抜粋本文:
○ ○ ○ ○

最高裁判所第一小法廷 昭和39年(オ)143号 判決 1966年10月27日
上告人
中川茂男
右訴訟代理人
柳沢義男
末政憲一
被上告人
森田弘
右訴訟代理人
望月三男也
主文
本件上告を棄却する。
上告費用は上告人の負担とする。
理由
上告代理人柳沢義男、同末政憲一の上告理由第一点について。
記録によれば、原審においては、上告人は第一回ないし第五回の弁論期日に出頭して第一審の口頭弁論の結果を陳述し、証拠調がなされ、攻撃防禦の方法をつくしていることが認められる。かかる訴訟の経過にかんがみれば、上告人がいわゆる本人訴訟として訴訟を遂行している場合であつても、原審が上告人に対し所論の準備書面の陳述および所論の書証について、証拠の申出を求め所論の釈明をしなかつたからといつて、所論のような審理不尽または釈明権不行使の違反があるとはいえない。論旨は採用できない。
同第二、三点について。
原判決がその挙示の証拠関係のもとに適法に認定した事実関係に徴すれば、本件賃貸借を一時使用の目的のためであつたと判示した原判決の判断は、是認できないことはなく、原判決には所論違法は認められない。所論は、結局、原審の専権に属する証拠の取捨判断、事実認定を非難するに帰し、採用できない。

○ ○ ○ ○

[位置指定とラベル付けの記録]
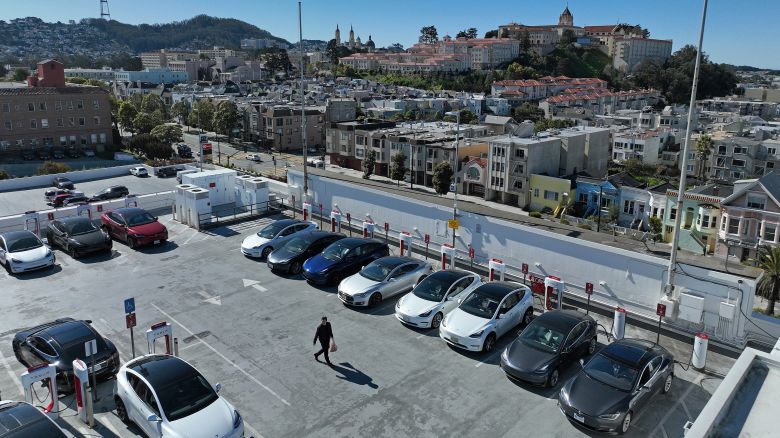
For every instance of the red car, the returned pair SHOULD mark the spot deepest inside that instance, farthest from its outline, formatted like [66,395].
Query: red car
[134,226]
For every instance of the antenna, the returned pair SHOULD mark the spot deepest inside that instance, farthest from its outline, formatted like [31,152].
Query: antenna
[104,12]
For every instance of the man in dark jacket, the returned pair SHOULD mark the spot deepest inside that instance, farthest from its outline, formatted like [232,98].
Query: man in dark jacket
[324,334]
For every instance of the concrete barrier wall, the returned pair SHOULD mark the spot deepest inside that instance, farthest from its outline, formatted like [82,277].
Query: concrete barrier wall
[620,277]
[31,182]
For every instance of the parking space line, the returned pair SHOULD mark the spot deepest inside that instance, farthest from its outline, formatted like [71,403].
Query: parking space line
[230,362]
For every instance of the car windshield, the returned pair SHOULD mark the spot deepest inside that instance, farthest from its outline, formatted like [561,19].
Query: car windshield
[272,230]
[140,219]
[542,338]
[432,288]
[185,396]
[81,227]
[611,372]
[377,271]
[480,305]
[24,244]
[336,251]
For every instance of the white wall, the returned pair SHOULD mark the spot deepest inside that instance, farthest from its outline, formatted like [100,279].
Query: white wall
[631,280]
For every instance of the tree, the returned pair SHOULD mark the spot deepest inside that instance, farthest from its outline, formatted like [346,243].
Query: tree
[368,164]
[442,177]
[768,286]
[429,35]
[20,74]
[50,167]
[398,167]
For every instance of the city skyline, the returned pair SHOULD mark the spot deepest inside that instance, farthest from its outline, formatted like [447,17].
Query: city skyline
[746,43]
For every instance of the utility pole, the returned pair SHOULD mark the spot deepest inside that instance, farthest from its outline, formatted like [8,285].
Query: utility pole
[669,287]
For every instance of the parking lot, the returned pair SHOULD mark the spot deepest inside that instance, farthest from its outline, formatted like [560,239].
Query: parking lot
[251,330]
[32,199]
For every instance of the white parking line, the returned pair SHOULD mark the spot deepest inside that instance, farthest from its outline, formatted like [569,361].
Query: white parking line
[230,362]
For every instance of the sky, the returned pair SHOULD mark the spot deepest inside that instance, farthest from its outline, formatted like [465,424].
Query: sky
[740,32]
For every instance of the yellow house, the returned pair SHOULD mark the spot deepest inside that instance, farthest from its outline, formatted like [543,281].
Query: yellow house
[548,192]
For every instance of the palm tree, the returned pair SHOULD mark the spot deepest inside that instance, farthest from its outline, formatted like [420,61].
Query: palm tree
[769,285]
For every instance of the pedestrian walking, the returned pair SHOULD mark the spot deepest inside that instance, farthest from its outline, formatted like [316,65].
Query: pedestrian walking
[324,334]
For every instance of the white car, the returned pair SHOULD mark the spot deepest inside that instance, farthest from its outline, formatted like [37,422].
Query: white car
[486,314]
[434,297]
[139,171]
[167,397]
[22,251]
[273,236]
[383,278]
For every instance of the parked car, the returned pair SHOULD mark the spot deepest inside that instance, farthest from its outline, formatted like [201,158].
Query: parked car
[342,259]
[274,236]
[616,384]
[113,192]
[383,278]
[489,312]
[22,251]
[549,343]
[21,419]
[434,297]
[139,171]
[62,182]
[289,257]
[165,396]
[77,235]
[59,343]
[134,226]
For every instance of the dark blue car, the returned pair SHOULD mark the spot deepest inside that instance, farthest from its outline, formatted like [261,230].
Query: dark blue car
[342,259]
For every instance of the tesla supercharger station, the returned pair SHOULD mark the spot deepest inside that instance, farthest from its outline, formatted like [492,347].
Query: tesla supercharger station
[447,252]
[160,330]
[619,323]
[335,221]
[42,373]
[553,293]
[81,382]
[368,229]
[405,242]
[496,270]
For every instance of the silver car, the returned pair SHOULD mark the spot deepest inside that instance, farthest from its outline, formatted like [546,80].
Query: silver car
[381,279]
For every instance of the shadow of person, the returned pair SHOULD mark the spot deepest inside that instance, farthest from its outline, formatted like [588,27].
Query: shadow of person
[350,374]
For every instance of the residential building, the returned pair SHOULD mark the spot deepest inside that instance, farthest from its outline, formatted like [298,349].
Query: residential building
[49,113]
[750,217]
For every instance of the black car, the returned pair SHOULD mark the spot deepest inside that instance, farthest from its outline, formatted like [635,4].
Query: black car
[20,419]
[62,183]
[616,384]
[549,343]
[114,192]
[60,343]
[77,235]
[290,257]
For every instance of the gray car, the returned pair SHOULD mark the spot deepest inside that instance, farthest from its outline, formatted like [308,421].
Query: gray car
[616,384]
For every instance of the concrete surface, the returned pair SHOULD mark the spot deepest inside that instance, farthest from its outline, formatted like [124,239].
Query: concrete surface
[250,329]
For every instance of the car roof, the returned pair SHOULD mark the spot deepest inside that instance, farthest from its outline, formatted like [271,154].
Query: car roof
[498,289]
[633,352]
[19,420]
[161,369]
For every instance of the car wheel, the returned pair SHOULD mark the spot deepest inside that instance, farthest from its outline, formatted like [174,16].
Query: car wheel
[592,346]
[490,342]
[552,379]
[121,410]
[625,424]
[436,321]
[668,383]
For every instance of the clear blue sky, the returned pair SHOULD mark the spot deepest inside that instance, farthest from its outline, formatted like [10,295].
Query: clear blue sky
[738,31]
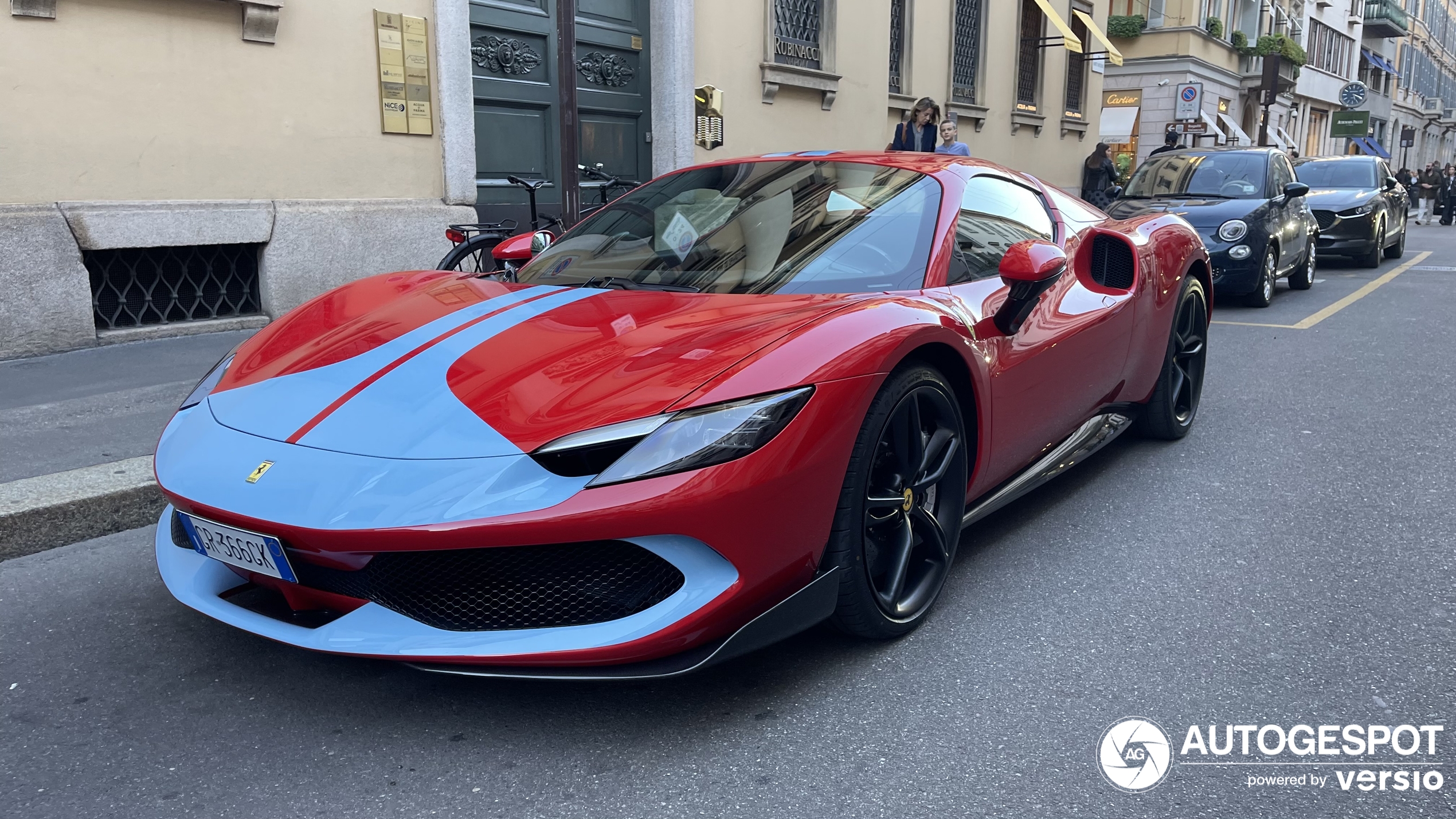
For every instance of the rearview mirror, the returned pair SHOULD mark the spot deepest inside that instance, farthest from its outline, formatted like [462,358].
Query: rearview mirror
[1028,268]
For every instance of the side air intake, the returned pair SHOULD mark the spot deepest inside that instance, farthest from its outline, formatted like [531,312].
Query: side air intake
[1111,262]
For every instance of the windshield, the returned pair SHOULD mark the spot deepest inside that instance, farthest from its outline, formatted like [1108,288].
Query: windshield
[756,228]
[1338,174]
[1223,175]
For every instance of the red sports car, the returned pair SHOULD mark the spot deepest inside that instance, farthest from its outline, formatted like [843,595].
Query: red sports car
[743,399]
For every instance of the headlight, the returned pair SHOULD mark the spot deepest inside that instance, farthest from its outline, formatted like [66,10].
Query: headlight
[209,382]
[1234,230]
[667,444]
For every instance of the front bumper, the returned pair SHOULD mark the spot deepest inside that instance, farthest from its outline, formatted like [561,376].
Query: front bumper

○ ○ ○ ○

作業内容:
1. 判決文の冒頭に当事者または訴訟代理人として記されている人名をすべて挙げること。
2. 記録のうち、「For every instance of the windshield, the」を含む行から始まり記録の最後で終わる部分を、一字一句変えずに書き写すこと。

各作業の結果:
1. 中川茂男、柳沢義男、末政憲一、森田弘、望月三男也

2.
For every instance of the windshield, the returned pair SHOULD mark the spot deepest inside that instance, farthest from its outline, formatted like [1108,288].
Query: windshield
[756,228]
[1338,174]
[1223,175]
For every instance of the red sports car, the returned pair SHOULD mark the spot deepest inside that instance, farthest from its outline, formatted like [843,595].
Query: red sports car
[743,399]
For every instance of the headlight, the returned pair SHOULD mark the spot deepest inside that instance, farthest from its outline, formatted like [66,10].
Query: headlight
[209,382]
[1234,230]
[667,444]
For every instance of the front bumper, the returned pair SHOULD mark the spot deepest inside that instance, farthest from its outline, formatted like [561,376].
Query: front bumper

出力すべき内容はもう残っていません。